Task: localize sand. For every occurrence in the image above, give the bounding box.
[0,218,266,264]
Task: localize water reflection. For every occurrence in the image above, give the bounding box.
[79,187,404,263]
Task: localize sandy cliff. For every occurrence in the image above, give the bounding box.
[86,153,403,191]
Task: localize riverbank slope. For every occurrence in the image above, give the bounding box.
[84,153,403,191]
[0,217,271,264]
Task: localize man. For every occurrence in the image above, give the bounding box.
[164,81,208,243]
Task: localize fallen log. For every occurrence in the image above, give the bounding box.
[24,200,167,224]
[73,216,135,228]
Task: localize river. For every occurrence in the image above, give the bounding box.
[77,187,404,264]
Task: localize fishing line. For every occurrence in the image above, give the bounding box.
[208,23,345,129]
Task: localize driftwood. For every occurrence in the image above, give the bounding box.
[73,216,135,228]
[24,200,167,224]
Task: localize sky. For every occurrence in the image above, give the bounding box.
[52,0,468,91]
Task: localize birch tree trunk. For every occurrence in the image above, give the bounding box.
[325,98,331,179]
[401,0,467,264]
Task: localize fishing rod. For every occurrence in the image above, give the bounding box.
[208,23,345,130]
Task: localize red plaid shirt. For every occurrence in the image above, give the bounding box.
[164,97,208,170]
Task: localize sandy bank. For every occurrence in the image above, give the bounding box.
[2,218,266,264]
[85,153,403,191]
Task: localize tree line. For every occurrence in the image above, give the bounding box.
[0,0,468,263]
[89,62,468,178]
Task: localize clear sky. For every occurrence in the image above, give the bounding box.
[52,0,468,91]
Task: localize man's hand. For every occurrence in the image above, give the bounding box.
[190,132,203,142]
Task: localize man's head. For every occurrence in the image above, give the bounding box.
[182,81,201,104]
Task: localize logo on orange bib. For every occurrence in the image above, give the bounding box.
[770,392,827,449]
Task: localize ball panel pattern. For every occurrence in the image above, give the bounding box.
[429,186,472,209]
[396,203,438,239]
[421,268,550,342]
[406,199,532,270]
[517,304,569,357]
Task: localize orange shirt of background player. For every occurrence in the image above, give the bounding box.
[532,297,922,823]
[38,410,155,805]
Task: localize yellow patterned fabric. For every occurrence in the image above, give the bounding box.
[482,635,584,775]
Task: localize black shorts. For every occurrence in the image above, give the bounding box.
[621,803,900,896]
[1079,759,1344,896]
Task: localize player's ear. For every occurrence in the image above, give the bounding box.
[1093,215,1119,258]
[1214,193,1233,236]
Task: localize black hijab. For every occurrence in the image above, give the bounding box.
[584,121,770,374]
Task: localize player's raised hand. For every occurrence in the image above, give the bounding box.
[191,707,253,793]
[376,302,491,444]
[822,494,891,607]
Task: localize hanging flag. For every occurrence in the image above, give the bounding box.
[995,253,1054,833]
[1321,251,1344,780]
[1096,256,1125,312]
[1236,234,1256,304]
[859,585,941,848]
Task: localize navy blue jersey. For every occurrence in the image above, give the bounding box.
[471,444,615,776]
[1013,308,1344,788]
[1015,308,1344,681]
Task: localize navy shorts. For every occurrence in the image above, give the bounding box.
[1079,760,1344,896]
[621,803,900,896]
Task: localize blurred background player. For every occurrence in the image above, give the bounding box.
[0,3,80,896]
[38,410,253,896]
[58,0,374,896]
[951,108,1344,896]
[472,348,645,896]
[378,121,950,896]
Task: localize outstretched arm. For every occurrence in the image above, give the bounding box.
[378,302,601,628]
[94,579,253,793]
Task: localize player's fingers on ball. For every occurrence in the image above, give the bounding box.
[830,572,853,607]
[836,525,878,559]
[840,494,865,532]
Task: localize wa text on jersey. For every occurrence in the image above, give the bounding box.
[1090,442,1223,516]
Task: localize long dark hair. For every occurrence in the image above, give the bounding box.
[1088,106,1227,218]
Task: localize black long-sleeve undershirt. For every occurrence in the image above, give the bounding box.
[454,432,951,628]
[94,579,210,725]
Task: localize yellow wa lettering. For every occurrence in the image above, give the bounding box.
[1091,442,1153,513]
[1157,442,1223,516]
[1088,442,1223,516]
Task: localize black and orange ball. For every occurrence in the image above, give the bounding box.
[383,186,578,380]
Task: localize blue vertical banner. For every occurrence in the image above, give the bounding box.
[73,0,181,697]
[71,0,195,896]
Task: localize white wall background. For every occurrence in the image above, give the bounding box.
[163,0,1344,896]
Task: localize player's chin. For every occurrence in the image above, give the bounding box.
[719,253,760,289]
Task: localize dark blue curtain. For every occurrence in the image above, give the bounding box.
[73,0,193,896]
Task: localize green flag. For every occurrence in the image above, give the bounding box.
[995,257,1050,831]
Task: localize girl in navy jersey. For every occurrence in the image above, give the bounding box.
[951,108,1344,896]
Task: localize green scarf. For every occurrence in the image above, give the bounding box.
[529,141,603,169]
————
**To be done**
Write the lines above as a JSON list of strings, one string per line and with blank lines omitted.

**Full output**
[
  "Task: localize sand. For every occurrence in the image above, give the bounding box.",
  "[0,218,266,264]",
  "Task: localize water reflection. For every occurrence in the image above, give the bounding box.",
  "[79,187,404,263]",
  "Task: localize sandy cliff. For every occurrence in the image above, give the bounding box.",
  "[86,153,403,191]",
  "Task: localize riverbank slope. For every occurrence in the image above, give the bounding box.",
  "[84,153,403,191]",
  "[0,217,271,264]",
  "Task: localize man. For every occurrence in the image above, give the bounding box.",
  "[164,81,208,243]",
  "Task: localize fallen log. For every occurrence in the image above, give the bounding box.",
  "[24,200,167,224]",
  "[73,216,135,228]",
  "Task: localize river. For every occurrence in the image above, give the bounding box.",
  "[77,187,404,264]",
  "Task: localize fishing line. For every occurrence in the image above, give the bounding box.",
  "[208,23,345,129]",
  "Task: localize driftwood. For every occurrence in the image above, give the bounding box.",
  "[73,216,135,228]",
  "[24,200,167,224]",
  "Task: localize sky. For every occurrence in the image above, give the bounding box.",
  "[52,0,468,91]",
  "Task: localize birch tree trunk. For every occurrence in the image above, give the bounding box.",
  "[325,98,331,179]",
  "[401,0,467,264]",
  "Task: localize fishing rod. For every occurrence in the image above, give the bounding box.",
  "[208,23,345,130]",
  "Task: localize red plaid shirt. For every occurrence in the image above, give the bounding box.",
  "[164,97,208,170]",
  "Task: localize sandy bank. For every occurrence in the image above, give the bounding box.",
  "[2,218,266,264]",
  "[85,153,403,191]",
  "Task: localize tree line. For every occurrence in the image above, give the bounding box.",
  "[0,0,468,263]",
  "[89,62,468,178]",
  "Task: localize clear sky. For every occurrence in the image above, give the bounding box.",
  "[52,0,468,91]",
  "Task: localize man's hand. For every occurrence in the image above, give the bounding box.",
  "[190,132,203,142]",
  "Task: localize man's head. For every occurrence in the image above, give the bounding box.",
  "[182,81,201,104]",
  "Task: localize logo on orange bib. For every occurrence in the image above, give the bounding box.",
  "[770,392,827,449]",
  "Task: localize ball panel pattern. For every occurrence in the image above, give the bounding box.",
  "[429,186,472,209]",
  "[396,203,438,239]",
  "[421,268,550,342]",
  "[406,199,532,270]",
  "[517,304,569,357]",
  "Task: localize orange shirt of background player. For every occurrence in the image above, give the bounding box.",
  "[532,297,922,823]",
  "[38,410,155,805]",
  "Task: localize yellow patterned fabric. For every occurrence in the image above, give the bounding box.",
  "[482,635,584,775]",
  "Task: localize black shorts. For every occurrence in the image above, give the bounding box.",
  "[621,803,900,896]",
  "[1079,759,1344,896]",
  "Task: localize player's ear. For every occurrence in the image above, give the bounding box.",
  "[1093,215,1119,258]",
  "[1214,193,1233,236]",
  "Task: localize black hijab. For every occurrence in the image above, give the bounding box.",
  "[584,121,770,374]",
  "Task: localize player's raised hand. For every occurrence in the image above, give the bounding box.",
  "[191,707,253,793]",
  "[376,302,491,444]",
  "[822,494,891,607]",
  "Task: localize hanging flag. For every occurrence in the image above, give the bounding box.",
  "[995,253,1054,833]",
  "[1321,251,1344,780]",
  "[1096,256,1125,312]",
  "[1236,234,1256,304]",
  "[859,585,941,848]",
  "Task: localize navy blue jersey. For every occurrence in the image above, give the bounding box.",
  "[471,444,615,776]",
  "[1013,308,1344,788]",
  "[1015,308,1344,681]",
  "Task: localize navy shorts. For every occurrence in the image above, give the bounding box.",
  "[1079,760,1344,896]",
  "[621,803,900,896]",
  "Task: localize blurred background player. For every occurrence in the image above, give the bounding box.",
  "[0,3,80,896]",
  "[38,410,253,896]",
  "[58,0,374,896]",
  "[951,108,1344,896]",
  "[472,348,645,896]",
  "[378,121,950,896]",
  "Task: localize outstretched arm. For every occurrence in the image above, give the bounding box.",
  "[378,302,601,628]",
  "[94,579,253,793]",
  "Task: localize player's fingers on ball. For every occurrence in the image above, give the bounding box.",
  "[830,572,853,607]",
  "[836,525,878,559]",
  "[840,494,865,532]",
  "Task: localize wa text on jersey. For every occurrence in the image above, give the bounding box.",
  "[1090,442,1223,516]",
  "Task: localize long dark hair. For every occurrence in the image above, give the bounding box.",
  "[1088,106,1227,218]",
  "Task: localize black long-sleeve undershirt. For every occurrence in the image above, give the bounding box.",
  "[454,432,951,628]",
  "[94,579,210,725]",
  "Task: localize yellow wa lettering. For every occurrence in the image above, give the bounding box.",
  "[1091,442,1153,513]",
  "[1157,442,1223,516]",
  "[1088,442,1223,516]",
  "Task: localize black and orange ball. For every occurrence in the image above, give the bounding box.",
  "[383,186,578,380]",
  "Task: localize blue vertical banner. For every occurrence in the image above, give the bounding box.",
  "[73,0,181,697]",
  "[71,0,195,896]",
  "Task: localize white wall background. For every occurrence in the image above, give the bounding box.",
  "[163,0,1344,896]",
  "Task: localize player's chin. For every occurrence in the image above, give the bounding box.",
  "[719,253,760,289]",
  "Task: localize dark blue curtain. For every occurrence in the image above, give the bounding box.",
  "[73,0,193,896]",
  "Task: localize green flag. For every occurrence in the image above, give the bounding box.",
  "[995,257,1050,831]",
  "Task: localize girl in navy jersey. For every occurrence in the image above, give the bounding box.",
  "[951,108,1344,896]",
  "Task: localize green scarf. For every occurrence in the image above, give the bounding box.",
  "[529,141,603,169]"
]